→ **DATASET CONTENT**
****************
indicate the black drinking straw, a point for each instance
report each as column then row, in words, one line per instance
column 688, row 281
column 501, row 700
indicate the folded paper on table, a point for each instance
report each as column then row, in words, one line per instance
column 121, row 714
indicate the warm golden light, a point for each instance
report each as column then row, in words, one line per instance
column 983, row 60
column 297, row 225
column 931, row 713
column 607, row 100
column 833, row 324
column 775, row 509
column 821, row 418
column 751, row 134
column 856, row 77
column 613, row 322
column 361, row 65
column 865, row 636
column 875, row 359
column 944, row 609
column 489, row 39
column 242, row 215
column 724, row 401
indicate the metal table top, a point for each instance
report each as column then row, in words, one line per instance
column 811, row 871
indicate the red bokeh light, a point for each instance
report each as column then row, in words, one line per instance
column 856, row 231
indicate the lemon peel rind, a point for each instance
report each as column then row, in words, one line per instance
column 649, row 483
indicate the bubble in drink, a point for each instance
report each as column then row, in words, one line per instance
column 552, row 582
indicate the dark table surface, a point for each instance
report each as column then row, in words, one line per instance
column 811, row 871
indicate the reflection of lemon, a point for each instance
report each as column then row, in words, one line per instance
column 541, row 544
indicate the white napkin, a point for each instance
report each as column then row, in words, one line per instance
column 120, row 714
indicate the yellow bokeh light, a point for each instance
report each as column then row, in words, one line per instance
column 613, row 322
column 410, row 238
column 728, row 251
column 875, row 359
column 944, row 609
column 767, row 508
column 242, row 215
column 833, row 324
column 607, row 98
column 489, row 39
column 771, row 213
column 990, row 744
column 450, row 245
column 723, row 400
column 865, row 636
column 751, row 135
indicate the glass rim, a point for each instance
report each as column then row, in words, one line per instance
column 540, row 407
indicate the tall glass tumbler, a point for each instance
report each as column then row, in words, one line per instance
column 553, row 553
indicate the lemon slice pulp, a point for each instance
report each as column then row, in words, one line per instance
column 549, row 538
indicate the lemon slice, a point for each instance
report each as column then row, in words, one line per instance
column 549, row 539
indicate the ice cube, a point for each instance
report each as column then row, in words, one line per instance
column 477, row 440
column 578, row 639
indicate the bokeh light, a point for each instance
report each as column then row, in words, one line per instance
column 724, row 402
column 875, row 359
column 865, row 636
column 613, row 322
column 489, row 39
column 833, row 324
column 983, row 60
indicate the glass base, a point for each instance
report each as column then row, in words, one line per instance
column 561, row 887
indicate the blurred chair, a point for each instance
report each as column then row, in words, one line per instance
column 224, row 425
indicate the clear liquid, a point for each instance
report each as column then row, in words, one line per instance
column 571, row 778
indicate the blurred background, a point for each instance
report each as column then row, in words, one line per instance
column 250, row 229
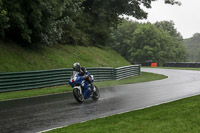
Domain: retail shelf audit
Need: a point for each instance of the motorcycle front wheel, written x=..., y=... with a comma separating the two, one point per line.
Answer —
x=96, y=94
x=79, y=97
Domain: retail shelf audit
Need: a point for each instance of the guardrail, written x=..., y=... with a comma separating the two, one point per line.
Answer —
x=38, y=79
x=182, y=64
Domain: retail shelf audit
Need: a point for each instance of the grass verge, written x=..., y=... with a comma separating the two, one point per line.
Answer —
x=179, y=68
x=144, y=77
x=182, y=116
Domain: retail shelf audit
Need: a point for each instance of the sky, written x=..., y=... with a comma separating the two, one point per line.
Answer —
x=185, y=17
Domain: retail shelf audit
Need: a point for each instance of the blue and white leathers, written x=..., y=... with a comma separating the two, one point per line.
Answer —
x=79, y=82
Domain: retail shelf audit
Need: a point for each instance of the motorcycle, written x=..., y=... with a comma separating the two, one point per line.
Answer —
x=82, y=88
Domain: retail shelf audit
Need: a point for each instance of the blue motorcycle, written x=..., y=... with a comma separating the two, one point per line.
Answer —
x=83, y=87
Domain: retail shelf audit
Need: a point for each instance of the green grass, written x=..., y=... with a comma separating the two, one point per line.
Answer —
x=144, y=77
x=14, y=58
x=182, y=116
x=179, y=68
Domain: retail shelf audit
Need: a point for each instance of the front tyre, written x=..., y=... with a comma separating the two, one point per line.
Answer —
x=96, y=94
x=79, y=97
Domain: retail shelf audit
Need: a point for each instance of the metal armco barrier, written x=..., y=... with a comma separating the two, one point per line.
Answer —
x=182, y=64
x=127, y=71
x=45, y=78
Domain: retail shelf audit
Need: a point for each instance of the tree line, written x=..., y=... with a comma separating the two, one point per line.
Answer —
x=75, y=22
x=193, y=46
x=92, y=22
x=141, y=42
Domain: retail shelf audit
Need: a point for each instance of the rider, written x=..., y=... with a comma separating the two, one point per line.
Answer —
x=82, y=72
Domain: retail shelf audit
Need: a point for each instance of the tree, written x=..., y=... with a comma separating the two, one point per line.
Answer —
x=142, y=42
x=168, y=26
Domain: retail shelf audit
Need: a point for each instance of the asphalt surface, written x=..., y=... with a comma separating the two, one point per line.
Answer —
x=43, y=113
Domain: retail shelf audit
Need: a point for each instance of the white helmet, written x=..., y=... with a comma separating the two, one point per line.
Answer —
x=76, y=66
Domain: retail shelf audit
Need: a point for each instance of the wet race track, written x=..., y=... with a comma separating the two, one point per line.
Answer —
x=43, y=113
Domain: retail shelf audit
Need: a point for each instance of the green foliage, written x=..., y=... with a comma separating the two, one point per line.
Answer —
x=168, y=26
x=15, y=58
x=193, y=45
x=78, y=22
x=3, y=20
x=142, y=42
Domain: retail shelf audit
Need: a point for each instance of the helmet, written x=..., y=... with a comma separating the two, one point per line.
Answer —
x=76, y=66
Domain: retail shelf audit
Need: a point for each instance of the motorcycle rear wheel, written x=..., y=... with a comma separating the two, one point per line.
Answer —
x=96, y=94
x=79, y=97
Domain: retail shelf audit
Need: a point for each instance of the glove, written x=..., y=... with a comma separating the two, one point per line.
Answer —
x=87, y=77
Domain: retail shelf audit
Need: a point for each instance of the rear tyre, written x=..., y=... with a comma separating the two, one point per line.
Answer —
x=79, y=97
x=96, y=94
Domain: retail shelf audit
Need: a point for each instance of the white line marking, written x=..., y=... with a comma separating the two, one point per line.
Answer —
x=126, y=111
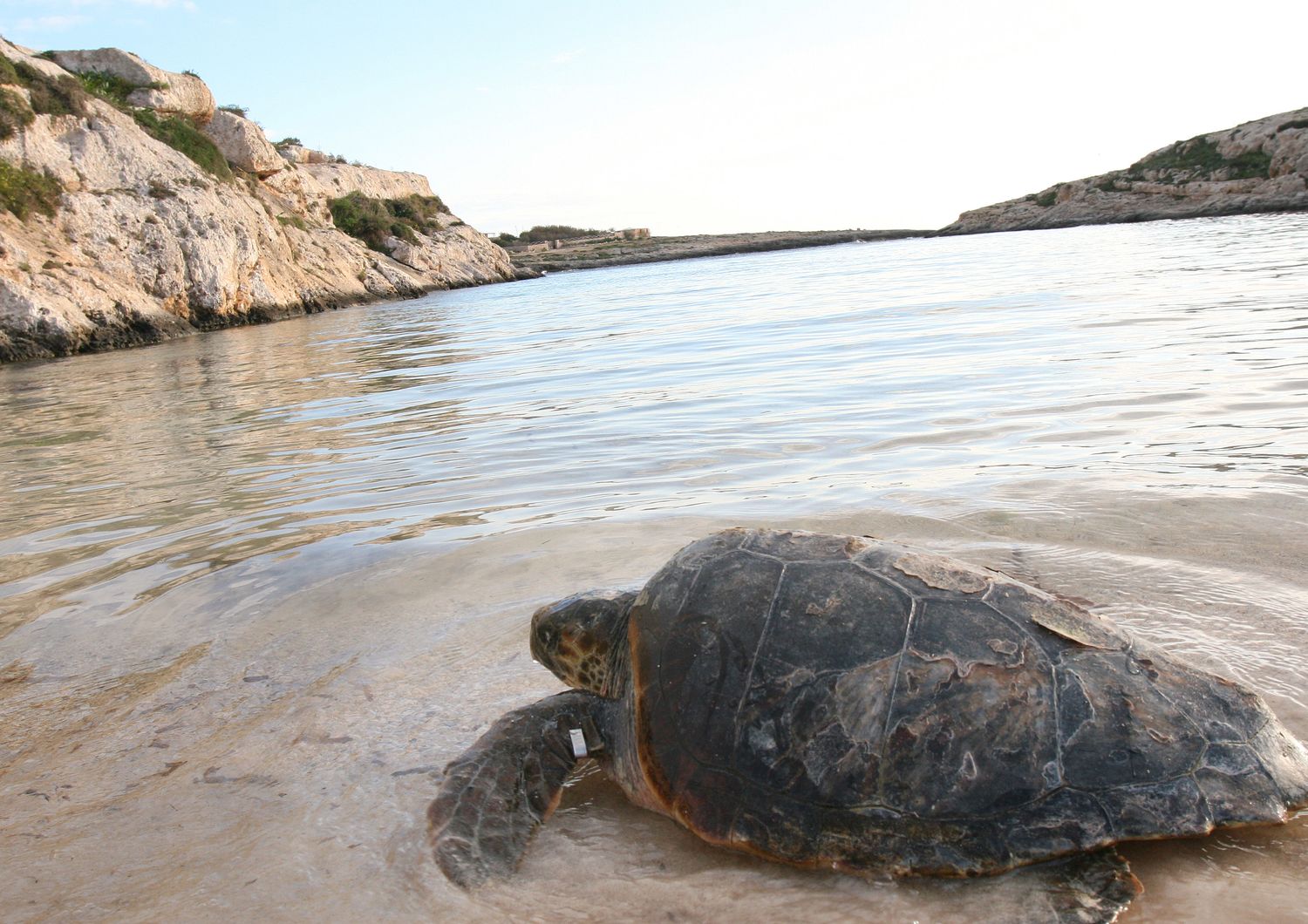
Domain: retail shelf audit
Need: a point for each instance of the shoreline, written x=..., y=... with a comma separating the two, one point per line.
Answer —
x=683, y=248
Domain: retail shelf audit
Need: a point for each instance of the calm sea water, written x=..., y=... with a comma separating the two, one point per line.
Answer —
x=1120, y=413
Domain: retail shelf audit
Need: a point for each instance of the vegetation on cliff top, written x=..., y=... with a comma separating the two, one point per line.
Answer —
x=67, y=96
x=376, y=220
x=1200, y=160
x=47, y=96
x=181, y=133
x=25, y=191
x=546, y=233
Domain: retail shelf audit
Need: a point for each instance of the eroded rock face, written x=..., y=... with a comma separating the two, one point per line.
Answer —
x=243, y=144
x=164, y=91
x=1257, y=166
x=148, y=246
x=337, y=180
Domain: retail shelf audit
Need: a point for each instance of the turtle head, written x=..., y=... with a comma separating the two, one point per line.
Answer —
x=581, y=638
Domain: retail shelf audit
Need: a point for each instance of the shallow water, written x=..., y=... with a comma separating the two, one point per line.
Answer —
x=259, y=586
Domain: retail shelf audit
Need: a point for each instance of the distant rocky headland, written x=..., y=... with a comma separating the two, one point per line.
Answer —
x=624, y=248
x=1257, y=166
x=133, y=211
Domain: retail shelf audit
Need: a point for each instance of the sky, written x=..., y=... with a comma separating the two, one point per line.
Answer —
x=709, y=117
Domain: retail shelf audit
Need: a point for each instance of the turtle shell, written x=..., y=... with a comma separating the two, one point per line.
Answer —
x=836, y=701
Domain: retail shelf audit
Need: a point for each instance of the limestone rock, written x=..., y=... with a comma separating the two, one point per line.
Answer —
x=148, y=246
x=243, y=144
x=293, y=153
x=1257, y=166
x=337, y=180
x=162, y=91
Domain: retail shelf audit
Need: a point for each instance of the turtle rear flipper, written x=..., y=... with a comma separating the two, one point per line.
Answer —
x=505, y=785
x=1090, y=887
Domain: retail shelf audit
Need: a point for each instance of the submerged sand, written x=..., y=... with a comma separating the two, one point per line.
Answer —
x=275, y=762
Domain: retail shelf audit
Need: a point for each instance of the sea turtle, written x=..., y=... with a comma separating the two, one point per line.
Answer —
x=849, y=703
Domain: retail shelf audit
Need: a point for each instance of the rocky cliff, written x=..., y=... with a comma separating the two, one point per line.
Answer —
x=133, y=211
x=1258, y=166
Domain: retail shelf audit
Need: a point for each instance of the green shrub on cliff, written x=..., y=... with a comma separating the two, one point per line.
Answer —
x=49, y=96
x=15, y=112
x=25, y=191
x=181, y=133
x=107, y=86
x=374, y=220
x=556, y=233
x=1198, y=160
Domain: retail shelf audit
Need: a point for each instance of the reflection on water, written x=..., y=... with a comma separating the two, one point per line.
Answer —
x=1116, y=412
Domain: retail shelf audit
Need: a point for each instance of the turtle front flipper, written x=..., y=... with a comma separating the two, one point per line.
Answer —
x=499, y=792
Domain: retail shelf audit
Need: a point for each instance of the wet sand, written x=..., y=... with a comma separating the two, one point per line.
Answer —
x=276, y=762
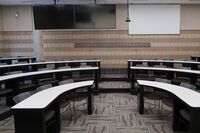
****************
→ **INSTRUCTIONS FOR THE TASK**
Please give back exactly the lines of the listing above that run from the one containing "Need: a point for each instance of the submerged" through the one containing "Need: a point for each instance of the green shrub", and only those.

→ **PROBLEM SOLUTION**
Need: a point for each instance of the submerged sand, written x=..., y=... with a comma separating the two, one point per line.
Answer —
x=275, y=762
Domain: retail shelf audit
Need: a point for each instance of the sea turtle, written x=..., y=... with a comma separating the two, one point per line.
Answer —
x=849, y=703
Domain: retail shelf audit
Need: a point for each instance of the rocky cliff, written x=..., y=... with a comma separating the two, one point per line.
Answer —
x=133, y=211
x=1258, y=166
Domain: retail shelf audit
Need: a point for each instance of the green shrub on cliff, written x=..., y=... with a comma separating the two, one point per line.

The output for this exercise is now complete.